--- Objective ---
Write out the lines of the records between the line holding "For each instance of the white jersey, drop" and the line holding "[[332, 271]]", inclusive.

--

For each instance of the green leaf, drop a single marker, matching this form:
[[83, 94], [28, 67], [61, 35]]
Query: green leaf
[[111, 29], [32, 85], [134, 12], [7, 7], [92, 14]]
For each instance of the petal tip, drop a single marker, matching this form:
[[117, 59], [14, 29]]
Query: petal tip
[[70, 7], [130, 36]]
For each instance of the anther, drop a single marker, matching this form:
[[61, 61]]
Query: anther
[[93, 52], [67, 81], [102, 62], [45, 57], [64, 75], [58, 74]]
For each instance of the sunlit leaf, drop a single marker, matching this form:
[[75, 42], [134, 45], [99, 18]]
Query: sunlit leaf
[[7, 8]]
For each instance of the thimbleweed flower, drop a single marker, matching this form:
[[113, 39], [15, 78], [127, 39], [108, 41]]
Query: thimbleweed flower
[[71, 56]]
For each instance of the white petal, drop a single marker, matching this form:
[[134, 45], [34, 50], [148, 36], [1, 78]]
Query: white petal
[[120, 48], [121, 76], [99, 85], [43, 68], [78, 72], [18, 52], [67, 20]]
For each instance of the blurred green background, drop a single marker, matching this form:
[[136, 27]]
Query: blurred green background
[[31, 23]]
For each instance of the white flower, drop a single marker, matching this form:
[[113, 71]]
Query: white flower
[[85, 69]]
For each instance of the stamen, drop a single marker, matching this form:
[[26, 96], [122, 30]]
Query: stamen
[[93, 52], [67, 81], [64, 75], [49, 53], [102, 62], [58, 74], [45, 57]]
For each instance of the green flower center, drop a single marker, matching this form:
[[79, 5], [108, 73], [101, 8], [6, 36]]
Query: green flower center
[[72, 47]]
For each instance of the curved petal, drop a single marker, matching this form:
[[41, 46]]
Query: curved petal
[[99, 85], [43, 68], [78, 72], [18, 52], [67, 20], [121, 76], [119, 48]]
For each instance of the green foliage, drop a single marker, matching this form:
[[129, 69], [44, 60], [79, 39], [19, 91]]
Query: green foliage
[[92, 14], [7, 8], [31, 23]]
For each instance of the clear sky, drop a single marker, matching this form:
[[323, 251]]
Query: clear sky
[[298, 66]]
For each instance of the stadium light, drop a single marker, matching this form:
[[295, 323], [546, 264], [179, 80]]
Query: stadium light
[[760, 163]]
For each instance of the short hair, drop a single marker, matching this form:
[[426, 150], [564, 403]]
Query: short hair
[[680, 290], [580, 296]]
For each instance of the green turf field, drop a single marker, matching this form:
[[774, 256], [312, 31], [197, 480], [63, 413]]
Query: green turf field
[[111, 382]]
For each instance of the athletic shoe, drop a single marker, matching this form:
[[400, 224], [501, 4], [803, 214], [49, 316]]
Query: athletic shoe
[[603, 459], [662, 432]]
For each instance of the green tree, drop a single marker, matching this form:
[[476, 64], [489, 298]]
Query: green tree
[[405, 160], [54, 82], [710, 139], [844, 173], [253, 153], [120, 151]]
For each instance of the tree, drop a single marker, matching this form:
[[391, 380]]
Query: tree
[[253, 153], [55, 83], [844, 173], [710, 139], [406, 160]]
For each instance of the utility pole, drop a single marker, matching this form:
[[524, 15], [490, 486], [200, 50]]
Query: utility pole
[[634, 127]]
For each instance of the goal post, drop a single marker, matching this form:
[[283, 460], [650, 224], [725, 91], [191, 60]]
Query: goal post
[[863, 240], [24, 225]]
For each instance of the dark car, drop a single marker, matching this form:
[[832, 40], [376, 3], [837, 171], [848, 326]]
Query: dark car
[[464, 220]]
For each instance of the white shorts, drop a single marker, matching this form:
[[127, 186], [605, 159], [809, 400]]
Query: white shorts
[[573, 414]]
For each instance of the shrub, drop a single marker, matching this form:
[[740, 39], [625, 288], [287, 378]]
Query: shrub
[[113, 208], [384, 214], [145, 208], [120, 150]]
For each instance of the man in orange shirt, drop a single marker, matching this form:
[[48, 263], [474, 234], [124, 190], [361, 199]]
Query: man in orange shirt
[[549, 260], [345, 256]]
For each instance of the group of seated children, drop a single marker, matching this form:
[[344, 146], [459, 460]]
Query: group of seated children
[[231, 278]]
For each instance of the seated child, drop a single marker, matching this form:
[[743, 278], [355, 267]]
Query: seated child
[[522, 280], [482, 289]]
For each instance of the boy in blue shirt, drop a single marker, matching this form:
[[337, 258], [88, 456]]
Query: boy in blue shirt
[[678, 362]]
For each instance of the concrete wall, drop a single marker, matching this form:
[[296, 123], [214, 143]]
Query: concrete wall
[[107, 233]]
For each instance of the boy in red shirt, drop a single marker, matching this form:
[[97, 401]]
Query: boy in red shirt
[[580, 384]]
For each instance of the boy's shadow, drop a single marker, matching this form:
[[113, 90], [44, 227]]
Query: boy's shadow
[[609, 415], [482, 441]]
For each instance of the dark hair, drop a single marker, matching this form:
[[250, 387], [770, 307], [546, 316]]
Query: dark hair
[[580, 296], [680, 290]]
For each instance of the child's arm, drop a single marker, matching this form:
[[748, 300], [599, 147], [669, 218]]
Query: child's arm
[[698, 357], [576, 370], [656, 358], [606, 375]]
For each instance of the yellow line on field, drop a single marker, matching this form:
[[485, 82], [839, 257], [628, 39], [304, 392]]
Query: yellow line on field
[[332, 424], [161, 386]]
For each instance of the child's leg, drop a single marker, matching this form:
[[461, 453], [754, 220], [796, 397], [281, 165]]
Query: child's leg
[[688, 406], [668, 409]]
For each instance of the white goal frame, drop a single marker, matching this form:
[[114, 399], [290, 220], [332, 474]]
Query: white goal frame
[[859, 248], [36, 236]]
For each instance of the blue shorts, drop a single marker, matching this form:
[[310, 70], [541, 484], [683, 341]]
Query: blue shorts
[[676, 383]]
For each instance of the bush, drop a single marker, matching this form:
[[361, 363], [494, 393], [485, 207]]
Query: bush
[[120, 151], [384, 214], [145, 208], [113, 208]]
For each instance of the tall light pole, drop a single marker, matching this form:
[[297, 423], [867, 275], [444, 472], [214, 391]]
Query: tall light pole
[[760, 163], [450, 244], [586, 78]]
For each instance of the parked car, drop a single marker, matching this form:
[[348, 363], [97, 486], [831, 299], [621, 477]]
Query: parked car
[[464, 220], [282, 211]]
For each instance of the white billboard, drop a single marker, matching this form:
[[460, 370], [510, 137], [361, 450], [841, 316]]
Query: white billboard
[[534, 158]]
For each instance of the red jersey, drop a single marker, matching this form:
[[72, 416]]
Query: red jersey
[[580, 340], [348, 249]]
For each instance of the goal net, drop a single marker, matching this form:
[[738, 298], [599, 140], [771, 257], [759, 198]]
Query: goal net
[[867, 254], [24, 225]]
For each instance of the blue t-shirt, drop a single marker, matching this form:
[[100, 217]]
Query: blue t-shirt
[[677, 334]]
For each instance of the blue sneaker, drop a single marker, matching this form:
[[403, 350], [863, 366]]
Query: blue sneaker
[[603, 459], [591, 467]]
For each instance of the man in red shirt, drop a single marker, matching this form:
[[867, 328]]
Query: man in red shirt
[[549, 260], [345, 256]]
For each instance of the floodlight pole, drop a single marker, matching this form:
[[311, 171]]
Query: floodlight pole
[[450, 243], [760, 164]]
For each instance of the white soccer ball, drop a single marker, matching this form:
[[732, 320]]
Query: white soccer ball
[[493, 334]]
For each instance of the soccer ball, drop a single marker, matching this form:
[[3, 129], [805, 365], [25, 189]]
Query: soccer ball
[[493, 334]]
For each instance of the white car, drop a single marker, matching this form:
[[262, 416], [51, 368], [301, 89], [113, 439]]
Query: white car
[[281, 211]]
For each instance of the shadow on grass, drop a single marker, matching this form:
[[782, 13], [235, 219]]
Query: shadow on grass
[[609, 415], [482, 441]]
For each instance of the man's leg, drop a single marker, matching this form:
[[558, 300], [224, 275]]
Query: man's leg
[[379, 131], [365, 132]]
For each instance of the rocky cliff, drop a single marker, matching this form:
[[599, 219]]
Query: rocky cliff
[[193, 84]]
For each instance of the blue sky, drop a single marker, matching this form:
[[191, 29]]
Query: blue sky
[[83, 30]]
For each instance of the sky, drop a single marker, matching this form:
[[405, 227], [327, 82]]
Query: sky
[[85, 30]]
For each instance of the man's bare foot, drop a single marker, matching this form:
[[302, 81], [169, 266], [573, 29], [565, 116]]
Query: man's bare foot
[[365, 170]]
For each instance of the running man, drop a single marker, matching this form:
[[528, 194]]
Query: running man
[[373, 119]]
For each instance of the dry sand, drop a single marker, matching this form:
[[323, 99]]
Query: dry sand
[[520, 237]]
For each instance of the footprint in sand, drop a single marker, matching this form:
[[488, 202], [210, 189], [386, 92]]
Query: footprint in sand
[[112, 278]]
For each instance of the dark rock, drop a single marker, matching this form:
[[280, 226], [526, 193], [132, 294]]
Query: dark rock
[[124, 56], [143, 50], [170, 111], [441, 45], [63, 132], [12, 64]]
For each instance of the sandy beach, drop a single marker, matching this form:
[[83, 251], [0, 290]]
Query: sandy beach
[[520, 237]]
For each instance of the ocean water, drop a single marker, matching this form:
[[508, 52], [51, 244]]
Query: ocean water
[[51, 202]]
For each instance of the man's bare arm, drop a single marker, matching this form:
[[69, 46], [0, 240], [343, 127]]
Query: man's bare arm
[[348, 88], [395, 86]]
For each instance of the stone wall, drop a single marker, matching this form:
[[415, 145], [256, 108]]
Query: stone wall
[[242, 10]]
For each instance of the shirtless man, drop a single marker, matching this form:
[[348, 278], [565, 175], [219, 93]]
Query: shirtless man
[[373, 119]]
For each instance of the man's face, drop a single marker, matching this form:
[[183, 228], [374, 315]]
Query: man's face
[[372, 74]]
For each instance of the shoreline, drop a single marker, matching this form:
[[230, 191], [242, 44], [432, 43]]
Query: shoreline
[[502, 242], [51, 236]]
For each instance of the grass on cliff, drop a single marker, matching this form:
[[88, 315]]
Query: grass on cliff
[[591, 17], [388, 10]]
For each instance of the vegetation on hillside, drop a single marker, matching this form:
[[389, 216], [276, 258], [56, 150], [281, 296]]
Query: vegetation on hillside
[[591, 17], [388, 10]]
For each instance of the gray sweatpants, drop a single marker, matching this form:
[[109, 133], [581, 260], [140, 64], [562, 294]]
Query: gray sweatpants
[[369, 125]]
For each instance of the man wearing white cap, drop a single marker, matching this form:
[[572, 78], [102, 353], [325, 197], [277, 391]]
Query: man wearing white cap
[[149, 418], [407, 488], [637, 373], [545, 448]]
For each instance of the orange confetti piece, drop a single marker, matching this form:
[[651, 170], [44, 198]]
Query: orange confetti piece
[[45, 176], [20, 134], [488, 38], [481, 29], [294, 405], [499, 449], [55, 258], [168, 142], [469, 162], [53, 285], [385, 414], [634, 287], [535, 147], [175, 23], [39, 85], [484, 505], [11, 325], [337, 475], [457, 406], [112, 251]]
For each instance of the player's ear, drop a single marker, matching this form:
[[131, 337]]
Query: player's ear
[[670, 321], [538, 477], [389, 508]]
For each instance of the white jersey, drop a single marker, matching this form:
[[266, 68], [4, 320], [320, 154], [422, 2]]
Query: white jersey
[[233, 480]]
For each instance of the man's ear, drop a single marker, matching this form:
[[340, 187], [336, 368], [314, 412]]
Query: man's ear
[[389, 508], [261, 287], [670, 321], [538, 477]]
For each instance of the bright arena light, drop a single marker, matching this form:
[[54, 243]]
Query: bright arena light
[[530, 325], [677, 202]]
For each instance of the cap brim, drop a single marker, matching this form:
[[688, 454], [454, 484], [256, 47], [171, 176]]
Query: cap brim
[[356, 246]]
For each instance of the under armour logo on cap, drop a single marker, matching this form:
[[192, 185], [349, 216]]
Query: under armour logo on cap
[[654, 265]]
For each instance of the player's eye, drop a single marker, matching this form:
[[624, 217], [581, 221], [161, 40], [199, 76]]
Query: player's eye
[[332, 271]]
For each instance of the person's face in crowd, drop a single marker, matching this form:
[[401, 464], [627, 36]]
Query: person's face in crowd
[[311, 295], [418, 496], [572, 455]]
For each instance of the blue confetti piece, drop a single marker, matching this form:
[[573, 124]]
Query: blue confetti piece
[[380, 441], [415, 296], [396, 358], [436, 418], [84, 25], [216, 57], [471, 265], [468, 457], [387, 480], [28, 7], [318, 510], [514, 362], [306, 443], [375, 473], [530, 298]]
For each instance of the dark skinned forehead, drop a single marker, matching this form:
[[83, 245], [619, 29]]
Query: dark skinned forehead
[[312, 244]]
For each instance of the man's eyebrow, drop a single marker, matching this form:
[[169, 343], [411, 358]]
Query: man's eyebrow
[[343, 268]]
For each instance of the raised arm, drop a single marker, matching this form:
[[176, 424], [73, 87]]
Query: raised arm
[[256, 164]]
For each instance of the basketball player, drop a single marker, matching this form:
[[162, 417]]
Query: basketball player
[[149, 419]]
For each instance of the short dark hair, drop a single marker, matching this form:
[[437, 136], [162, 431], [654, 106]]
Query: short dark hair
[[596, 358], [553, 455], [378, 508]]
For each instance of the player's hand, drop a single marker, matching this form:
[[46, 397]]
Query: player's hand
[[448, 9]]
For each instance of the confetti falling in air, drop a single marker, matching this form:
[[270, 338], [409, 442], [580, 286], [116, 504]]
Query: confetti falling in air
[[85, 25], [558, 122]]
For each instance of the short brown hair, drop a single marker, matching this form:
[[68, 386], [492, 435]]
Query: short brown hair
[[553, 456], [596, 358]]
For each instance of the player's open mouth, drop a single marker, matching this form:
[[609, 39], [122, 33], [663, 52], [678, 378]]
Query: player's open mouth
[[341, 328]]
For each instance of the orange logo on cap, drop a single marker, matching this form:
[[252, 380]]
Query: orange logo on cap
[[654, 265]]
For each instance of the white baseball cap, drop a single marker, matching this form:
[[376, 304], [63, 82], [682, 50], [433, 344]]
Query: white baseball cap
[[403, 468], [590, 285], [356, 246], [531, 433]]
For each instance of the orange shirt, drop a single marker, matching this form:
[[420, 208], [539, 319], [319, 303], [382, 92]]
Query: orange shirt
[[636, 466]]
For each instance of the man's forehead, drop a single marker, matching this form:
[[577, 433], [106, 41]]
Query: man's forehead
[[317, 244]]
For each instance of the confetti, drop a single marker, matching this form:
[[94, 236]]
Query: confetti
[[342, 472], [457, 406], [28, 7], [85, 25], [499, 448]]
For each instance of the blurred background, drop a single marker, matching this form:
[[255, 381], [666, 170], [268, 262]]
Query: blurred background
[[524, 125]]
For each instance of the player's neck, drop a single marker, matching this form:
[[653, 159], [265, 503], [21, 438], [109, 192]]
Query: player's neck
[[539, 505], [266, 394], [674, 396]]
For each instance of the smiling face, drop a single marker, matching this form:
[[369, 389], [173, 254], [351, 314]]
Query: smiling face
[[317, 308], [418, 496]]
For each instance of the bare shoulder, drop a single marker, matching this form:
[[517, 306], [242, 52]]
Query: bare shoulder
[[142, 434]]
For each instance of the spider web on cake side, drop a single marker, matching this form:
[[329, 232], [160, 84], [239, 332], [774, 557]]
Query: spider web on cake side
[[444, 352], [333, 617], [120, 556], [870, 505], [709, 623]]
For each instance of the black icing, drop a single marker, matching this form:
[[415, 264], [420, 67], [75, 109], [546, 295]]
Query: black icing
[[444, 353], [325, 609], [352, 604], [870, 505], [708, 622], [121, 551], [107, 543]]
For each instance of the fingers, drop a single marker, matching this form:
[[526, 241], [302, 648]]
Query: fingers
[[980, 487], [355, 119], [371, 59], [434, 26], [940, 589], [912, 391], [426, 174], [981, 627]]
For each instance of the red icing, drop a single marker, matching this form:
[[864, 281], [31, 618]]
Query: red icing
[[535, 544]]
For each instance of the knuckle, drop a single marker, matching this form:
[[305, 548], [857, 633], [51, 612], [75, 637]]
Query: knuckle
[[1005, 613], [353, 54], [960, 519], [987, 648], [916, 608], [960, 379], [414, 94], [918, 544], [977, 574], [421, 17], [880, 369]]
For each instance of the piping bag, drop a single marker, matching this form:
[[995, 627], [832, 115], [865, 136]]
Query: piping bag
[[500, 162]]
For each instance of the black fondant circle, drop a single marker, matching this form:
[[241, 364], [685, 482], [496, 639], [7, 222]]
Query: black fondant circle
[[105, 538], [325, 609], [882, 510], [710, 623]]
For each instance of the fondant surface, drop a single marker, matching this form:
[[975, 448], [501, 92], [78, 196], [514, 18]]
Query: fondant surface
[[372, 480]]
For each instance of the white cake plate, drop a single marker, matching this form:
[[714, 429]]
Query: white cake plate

--

--- Full answer ---
For each instance of the white jersey, drop a single marker, matching this form:
[[266, 68], [4, 320], [320, 154], [422, 2]]
Query: white jersey
[[233, 480]]
For each instance of the man's ear, drop a single marker, matching this form:
[[340, 187], [336, 368], [314, 412]]
Query: man's ear
[[389, 508], [261, 287], [670, 321], [538, 477]]
For each instance of the bright arena light, drop a single marker, matching this form:
[[54, 243]]
Query: bright arena light
[[530, 325], [677, 202]]
For each instance of the cap brim, drop a single marker, matching this form:
[[688, 454], [454, 484], [256, 47], [171, 176]]
Query: cap brim
[[356, 246]]
For each instance of the under armour logo on cap, drop a single marker, matching this form:
[[192, 185], [349, 216]]
Query: under armour logo on cap
[[654, 265]]
For each instance of the player's eye, drop a single marker, matching this form:
[[624, 217], [581, 221], [161, 40], [199, 76]]
Query: player's eye
[[332, 271]]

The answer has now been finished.